SELECTED TEXT >>
===============

Figure 1. According to Pearcey, the two-tiered epistemology promoted
by non- Christians has fractured knowledge into a ‘higher’, in some
cases, transcendent, private realm and a ‘lower’, ‘more accessible’
stratum. To successfully demonstrate that only a Christian worldview offers a whole
and integral truth, Christians need to find ways to overcome this dichotomy, something
Pearcey fails to accomplish by viewing the age of the earth as a theological matter
rather than a fact of history.
Pearcey is an unapologetic admirer of Francis Schaeffer, having stayed at L’Abri
in Switzerland while he was still alive. And this brings me to my first criticism
of the book. Her whole approach to the epistemological divide was more than adequately
explained by Schaeffer, and having read his major works several times, I can see
little value in her returning to this old ground to the degree she does. Schaeffer
covered all the same watershed moments in Western civilization more succinctly,
with greater eloquence and with significantly fewer digressions. Plato, Aristotle,
Augustine, the Medievalists, the Enlightenment, Kant and Hume, Rousseau and the
Romantics that followed him, the uniquely American-inspired pragmatic movement,
were all given his learned attention. Schaeffer’s genius was his ability to
analyse complex and disparate philosophical events and characters, reduce them to
simple, perspicacious statements, and then thread them together to revisit the journey
that led us to this present period, a time in which even Christians have fallen
prey to the sacred-secular dichotomy.

===============

DATA SUPPLIED >>

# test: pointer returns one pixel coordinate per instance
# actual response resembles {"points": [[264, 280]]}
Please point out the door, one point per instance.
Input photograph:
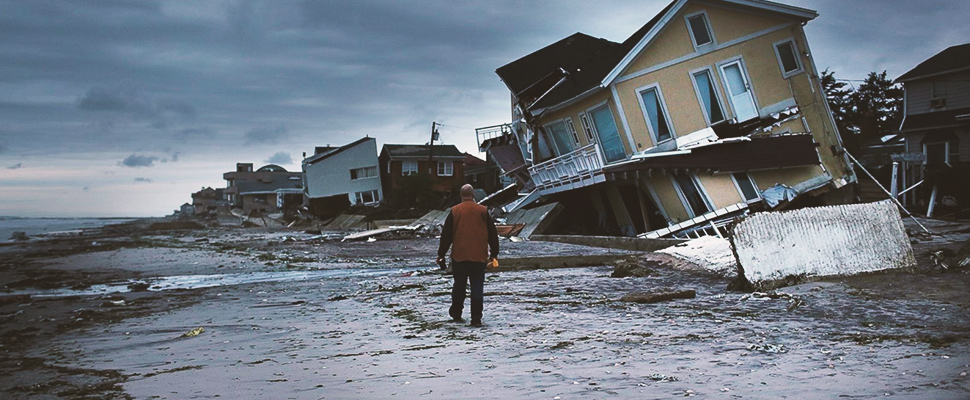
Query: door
{"points": [[739, 90], [608, 134]]}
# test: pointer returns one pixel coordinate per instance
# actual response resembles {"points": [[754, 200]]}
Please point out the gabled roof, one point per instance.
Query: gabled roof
{"points": [[954, 58], [578, 64], [936, 119], [420, 151], [321, 156]]}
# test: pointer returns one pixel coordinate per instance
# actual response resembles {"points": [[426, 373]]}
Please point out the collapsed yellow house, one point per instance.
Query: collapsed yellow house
{"points": [[713, 108]]}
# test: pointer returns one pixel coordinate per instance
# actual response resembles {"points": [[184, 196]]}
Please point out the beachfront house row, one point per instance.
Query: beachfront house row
{"points": [[269, 189], [710, 109], [338, 177], [936, 127], [442, 164]]}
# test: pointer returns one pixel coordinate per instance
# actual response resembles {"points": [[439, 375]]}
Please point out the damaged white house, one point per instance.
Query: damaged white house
{"points": [[711, 109]]}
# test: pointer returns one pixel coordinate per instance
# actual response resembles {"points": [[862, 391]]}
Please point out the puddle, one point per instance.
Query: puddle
{"points": [[183, 282]]}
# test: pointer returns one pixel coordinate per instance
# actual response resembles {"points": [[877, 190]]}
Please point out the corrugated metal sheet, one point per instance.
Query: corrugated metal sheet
{"points": [[822, 241]]}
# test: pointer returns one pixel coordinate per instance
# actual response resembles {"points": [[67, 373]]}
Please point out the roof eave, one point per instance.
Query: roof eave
{"points": [[801, 13]]}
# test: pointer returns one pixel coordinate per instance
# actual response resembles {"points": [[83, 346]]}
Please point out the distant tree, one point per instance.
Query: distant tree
{"points": [[840, 102], [877, 106]]}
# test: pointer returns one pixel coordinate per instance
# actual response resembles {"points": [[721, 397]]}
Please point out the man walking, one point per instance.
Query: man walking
{"points": [[470, 233]]}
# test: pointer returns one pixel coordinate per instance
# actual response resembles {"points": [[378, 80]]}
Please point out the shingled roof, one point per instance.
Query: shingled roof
{"points": [[578, 64], [582, 59], [420, 151], [954, 58]]}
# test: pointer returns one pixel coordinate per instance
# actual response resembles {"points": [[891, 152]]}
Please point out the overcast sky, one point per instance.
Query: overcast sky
{"points": [[124, 108]]}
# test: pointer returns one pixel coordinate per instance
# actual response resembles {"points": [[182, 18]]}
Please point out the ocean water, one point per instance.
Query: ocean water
{"points": [[44, 226]]}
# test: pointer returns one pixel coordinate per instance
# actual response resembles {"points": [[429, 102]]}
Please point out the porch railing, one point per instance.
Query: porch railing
{"points": [[491, 132], [582, 167]]}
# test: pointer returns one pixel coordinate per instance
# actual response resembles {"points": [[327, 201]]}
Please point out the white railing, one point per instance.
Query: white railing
{"points": [[582, 167], [491, 132]]}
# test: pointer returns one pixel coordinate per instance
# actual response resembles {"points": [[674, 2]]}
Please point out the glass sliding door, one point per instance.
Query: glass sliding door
{"points": [[739, 91], [608, 134]]}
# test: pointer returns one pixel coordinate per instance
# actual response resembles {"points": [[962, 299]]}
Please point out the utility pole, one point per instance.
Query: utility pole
{"points": [[434, 136]]}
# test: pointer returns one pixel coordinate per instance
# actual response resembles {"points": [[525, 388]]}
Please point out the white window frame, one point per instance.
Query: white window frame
{"points": [[700, 189], [795, 53], [717, 93], [446, 168], [363, 169], [588, 116], [710, 31], [663, 105], [409, 171], [753, 184], [588, 127], [743, 67], [572, 130], [946, 157], [375, 195]]}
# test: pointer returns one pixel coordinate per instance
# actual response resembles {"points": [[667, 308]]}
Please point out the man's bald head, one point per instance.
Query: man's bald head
{"points": [[467, 192]]}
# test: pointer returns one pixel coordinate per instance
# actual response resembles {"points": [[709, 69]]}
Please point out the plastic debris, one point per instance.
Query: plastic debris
{"points": [[195, 332]]}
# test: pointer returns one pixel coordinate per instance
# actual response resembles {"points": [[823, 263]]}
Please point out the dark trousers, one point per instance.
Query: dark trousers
{"points": [[464, 272]]}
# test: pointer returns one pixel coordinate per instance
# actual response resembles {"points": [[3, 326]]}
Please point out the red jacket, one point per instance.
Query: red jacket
{"points": [[470, 233]]}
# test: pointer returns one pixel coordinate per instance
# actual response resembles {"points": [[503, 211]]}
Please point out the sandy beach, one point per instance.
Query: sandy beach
{"points": [[234, 313]]}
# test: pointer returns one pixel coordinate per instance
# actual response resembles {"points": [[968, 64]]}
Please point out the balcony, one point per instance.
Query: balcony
{"points": [[581, 168]]}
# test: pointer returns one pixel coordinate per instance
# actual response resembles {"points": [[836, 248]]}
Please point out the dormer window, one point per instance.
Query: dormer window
{"points": [[700, 30], [788, 58]]}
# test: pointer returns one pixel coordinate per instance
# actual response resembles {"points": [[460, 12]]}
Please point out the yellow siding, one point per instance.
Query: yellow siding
{"points": [[671, 203], [573, 111], [787, 176], [720, 189]]}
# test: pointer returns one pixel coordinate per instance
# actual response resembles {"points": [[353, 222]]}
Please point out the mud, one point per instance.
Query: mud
{"points": [[549, 333]]}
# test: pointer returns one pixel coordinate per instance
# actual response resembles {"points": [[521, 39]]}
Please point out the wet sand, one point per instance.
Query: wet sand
{"points": [[549, 333]]}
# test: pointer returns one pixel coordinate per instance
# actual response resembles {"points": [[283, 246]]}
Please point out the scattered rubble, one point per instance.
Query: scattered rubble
{"points": [[658, 296]]}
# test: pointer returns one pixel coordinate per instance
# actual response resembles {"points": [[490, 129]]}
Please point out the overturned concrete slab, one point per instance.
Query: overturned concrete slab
{"points": [[775, 248]]}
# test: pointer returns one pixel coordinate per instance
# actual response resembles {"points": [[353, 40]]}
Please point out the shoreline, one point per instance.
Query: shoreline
{"points": [[549, 332]]}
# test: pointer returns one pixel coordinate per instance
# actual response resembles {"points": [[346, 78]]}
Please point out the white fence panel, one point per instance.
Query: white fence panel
{"points": [[822, 241]]}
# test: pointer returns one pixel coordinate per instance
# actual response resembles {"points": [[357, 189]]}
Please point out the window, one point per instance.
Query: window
{"points": [[938, 96], [700, 30], [655, 114], [587, 127], [708, 96], [559, 136], [446, 168], [691, 195], [936, 153], [609, 135], [409, 167], [361, 173], [788, 58], [368, 197], [746, 186], [572, 130]]}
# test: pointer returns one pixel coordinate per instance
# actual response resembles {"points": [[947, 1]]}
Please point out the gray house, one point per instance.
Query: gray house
{"points": [[337, 177], [936, 126]]}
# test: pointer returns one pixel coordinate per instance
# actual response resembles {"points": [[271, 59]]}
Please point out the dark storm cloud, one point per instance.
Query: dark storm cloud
{"points": [[266, 135], [136, 160], [279, 158]]}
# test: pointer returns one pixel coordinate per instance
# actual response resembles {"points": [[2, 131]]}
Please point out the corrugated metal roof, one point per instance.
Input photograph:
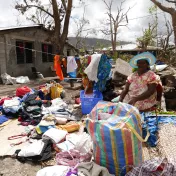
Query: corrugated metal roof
{"points": [[19, 27]]}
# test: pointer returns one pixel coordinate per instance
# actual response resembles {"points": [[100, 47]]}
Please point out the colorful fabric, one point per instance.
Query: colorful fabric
{"points": [[116, 141], [104, 70], [71, 64], [155, 167], [57, 67], [3, 119], [139, 85], [56, 90], [21, 91], [145, 55]]}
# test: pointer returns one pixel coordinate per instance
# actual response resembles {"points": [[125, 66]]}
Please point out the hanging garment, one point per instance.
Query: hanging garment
{"points": [[71, 64], [104, 69], [57, 67], [92, 69]]}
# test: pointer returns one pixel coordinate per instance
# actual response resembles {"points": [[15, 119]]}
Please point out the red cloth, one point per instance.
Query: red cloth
{"points": [[89, 59], [21, 91], [57, 67], [3, 99]]}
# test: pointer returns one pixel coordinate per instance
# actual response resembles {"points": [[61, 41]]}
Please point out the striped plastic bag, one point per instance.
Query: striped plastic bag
{"points": [[117, 141]]}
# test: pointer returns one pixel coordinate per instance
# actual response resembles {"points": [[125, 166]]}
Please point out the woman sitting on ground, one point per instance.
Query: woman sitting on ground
{"points": [[141, 86]]}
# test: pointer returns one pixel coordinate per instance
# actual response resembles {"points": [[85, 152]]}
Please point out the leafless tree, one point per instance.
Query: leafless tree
{"points": [[81, 32], [148, 37], [114, 21], [58, 11]]}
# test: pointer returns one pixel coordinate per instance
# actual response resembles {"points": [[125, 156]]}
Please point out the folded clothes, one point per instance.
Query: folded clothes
{"points": [[3, 119], [69, 127]]}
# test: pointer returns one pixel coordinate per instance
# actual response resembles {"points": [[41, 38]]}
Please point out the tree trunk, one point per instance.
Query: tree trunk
{"points": [[59, 39], [174, 26], [66, 26], [57, 29]]}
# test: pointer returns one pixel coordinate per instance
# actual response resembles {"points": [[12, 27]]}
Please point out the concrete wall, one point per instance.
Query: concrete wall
{"points": [[8, 58]]}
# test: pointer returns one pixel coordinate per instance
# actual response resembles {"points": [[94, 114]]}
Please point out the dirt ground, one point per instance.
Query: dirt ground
{"points": [[11, 166]]}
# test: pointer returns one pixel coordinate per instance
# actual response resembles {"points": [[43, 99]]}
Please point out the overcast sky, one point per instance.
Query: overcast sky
{"points": [[95, 13]]}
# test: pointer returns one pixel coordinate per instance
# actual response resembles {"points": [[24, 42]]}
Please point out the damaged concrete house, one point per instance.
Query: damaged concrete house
{"points": [[24, 47]]}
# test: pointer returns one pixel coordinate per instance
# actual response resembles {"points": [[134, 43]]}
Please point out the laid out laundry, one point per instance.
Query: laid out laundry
{"points": [[3, 119], [156, 166], [92, 169], [53, 171], [69, 127], [72, 158], [12, 105], [92, 69], [32, 149], [44, 155], [55, 135]]}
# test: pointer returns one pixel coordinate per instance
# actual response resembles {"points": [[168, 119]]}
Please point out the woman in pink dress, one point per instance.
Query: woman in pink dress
{"points": [[141, 87]]}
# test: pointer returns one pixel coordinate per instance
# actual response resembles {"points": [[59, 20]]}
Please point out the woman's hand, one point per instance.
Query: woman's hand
{"points": [[133, 101]]}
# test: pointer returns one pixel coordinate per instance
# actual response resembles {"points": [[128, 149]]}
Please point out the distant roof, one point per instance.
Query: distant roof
{"points": [[130, 47], [21, 27]]}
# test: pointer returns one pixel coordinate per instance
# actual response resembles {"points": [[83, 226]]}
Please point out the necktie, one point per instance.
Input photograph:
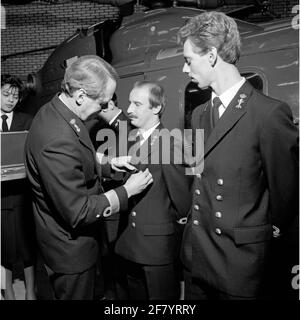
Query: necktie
{"points": [[4, 123], [216, 104]]}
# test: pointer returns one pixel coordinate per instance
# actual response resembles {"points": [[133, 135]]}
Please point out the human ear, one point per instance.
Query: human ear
{"points": [[156, 110], [79, 96], [213, 56]]}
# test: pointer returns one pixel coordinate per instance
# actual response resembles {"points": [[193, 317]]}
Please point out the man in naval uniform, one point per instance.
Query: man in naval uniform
{"points": [[247, 193]]}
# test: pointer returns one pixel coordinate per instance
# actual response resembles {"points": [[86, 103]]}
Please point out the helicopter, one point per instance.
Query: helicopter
{"points": [[143, 46]]}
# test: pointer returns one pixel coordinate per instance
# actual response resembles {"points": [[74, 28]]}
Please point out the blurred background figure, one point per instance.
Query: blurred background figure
{"points": [[17, 228]]}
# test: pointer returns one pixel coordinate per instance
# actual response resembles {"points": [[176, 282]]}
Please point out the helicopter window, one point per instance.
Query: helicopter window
{"points": [[255, 80], [194, 96]]}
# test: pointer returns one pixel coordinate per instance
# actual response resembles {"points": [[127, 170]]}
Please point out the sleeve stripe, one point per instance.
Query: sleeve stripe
{"points": [[113, 199]]}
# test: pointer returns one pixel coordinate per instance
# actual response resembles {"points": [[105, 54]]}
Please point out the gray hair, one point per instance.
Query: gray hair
{"points": [[90, 73]]}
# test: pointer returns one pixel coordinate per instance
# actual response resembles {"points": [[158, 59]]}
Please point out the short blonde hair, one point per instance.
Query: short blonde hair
{"points": [[213, 29]]}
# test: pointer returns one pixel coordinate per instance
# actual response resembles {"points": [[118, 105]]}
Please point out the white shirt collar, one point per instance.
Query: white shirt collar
{"points": [[9, 118], [115, 117], [227, 96], [146, 134]]}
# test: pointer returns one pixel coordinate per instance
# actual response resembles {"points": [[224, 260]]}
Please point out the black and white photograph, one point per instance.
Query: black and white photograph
{"points": [[150, 153]]}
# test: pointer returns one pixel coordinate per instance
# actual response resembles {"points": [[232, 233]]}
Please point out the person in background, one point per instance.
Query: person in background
{"points": [[17, 227], [61, 165], [148, 243], [247, 195]]}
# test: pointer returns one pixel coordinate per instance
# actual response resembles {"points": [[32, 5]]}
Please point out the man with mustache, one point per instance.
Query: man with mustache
{"points": [[149, 242]]}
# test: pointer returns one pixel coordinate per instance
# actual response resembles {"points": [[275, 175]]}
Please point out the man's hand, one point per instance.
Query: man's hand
{"points": [[138, 182], [121, 164]]}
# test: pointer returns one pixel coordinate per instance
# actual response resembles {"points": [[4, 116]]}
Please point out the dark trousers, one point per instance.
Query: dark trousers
{"points": [[143, 282], [197, 290], [79, 286]]}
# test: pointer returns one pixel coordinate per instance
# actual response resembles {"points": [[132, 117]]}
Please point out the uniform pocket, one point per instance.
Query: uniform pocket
{"points": [[158, 229], [243, 235]]}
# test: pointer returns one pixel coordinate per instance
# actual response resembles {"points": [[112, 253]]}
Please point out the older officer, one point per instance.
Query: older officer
{"points": [[248, 190], [67, 196]]}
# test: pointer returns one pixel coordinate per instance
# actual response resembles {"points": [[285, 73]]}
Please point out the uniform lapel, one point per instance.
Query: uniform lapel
{"points": [[205, 121], [233, 113], [148, 147]]}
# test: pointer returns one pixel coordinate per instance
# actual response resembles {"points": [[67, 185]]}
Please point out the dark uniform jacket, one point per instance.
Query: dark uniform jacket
{"points": [[12, 193], [155, 220], [249, 183], [67, 199], [110, 224]]}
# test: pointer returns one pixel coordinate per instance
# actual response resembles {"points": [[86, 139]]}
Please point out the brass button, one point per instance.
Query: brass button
{"points": [[219, 197], [218, 231], [196, 222], [220, 182], [218, 214]]}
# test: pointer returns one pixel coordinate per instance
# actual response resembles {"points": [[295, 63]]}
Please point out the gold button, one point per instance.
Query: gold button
{"points": [[218, 231], [218, 214]]}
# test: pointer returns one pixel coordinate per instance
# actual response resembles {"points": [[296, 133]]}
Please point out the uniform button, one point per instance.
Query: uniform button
{"points": [[218, 231], [218, 214]]}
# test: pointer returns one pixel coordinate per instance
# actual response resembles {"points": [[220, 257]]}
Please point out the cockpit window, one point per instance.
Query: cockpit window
{"points": [[194, 96], [255, 80]]}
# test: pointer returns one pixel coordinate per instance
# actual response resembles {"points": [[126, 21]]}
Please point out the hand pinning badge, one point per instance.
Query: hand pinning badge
{"points": [[243, 96], [73, 123]]}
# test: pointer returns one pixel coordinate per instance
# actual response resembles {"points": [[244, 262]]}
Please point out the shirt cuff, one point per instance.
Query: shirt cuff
{"points": [[114, 202]]}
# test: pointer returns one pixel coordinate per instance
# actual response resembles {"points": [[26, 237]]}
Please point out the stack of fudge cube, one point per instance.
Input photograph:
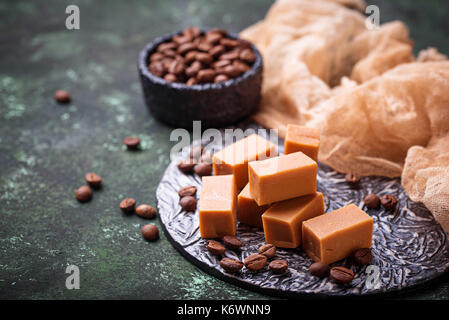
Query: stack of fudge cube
{"points": [[254, 185]]}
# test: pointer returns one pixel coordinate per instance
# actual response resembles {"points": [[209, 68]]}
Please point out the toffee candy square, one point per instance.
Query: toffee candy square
{"points": [[248, 211], [283, 221], [234, 158], [304, 139], [282, 178], [337, 234], [217, 206]]}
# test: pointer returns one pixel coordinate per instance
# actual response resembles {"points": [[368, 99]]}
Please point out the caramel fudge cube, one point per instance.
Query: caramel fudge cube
{"points": [[248, 211], [234, 158], [217, 206], [282, 222], [282, 178], [304, 139], [337, 234]]}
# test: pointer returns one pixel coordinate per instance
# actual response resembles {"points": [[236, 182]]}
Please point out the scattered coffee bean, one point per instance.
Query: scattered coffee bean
{"points": [[363, 256], [132, 143], [194, 57], [341, 275], [389, 202], [146, 211], [170, 77], [278, 266], [150, 232], [215, 248], [187, 191], [352, 178], [255, 262], [319, 269], [203, 169], [206, 75], [93, 180], [62, 96], [221, 78], [372, 201], [186, 166], [128, 205], [268, 250], [83, 194], [231, 265], [232, 242], [188, 203]]}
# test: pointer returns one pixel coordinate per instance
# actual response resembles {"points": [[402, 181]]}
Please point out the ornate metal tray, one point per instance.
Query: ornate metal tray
{"points": [[409, 246]]}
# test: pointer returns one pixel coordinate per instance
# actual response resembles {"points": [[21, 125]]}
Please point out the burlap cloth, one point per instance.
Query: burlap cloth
{"points": [[380, 110]]}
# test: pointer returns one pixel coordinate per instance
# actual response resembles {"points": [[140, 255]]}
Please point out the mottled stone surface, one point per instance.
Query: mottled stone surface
{"points": [[46, 148]]}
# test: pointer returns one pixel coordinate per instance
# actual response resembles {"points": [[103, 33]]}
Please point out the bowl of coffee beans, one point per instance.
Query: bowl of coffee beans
{"points": [[208, 75]]}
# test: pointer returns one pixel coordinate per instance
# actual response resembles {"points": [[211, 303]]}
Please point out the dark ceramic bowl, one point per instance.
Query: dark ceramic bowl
{"points": [[215, 104]]}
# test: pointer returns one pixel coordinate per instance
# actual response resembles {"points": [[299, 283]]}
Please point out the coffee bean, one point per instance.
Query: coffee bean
{"points": [[232, 242], [231, 265], [213, 37], [215, 248], [187, 191], [248, 56], [150, 232], [389, 202], [205, 46], [223, 32], [278, 266], [83, 194], [206, 75], [221, 64], [170, 77], [352, 178], [131, 143], [190, 56], [156, 56], [188, 203], [186, 166], [268, 250], [192, 32], [319, 269], [196, 151], [93, 180], [204, 58], [372, 201], [217, 51], [62, 96], [220, 78], [341, 275], [191, 81], [176, 67], [231, 55], [146, 211], [229, 43], [167, 46], [186, 47], [194, 68], [128, 205], [157, 68], [363, 256], [231, 71], [169, 53], [255, 262]]}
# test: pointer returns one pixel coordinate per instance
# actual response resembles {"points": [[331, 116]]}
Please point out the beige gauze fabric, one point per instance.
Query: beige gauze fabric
{"points": [[380, 112]]}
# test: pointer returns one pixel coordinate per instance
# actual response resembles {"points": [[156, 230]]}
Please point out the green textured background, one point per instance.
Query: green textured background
{"points": [[46, 148]]}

===============

Do these statements agree with the review of Pearcey? Answer yes or no for each and quote the deciding words.
1. Pearcey stayed at L’Abri while Schaeffer was still alive.
2. The reviewer says Pearcey treats the age of the earth as a fact of history.
3. The reviewer says Schaeffer covered the same watershed moments with more digressions than Pearcey.

1. Yes: "having stayed at L’Abri in Switzerland while he was still alive"
2. No: "by viewing the age of the earth as a theological matter rather than a fact of history"
3. No: "with significantly fewer digressions"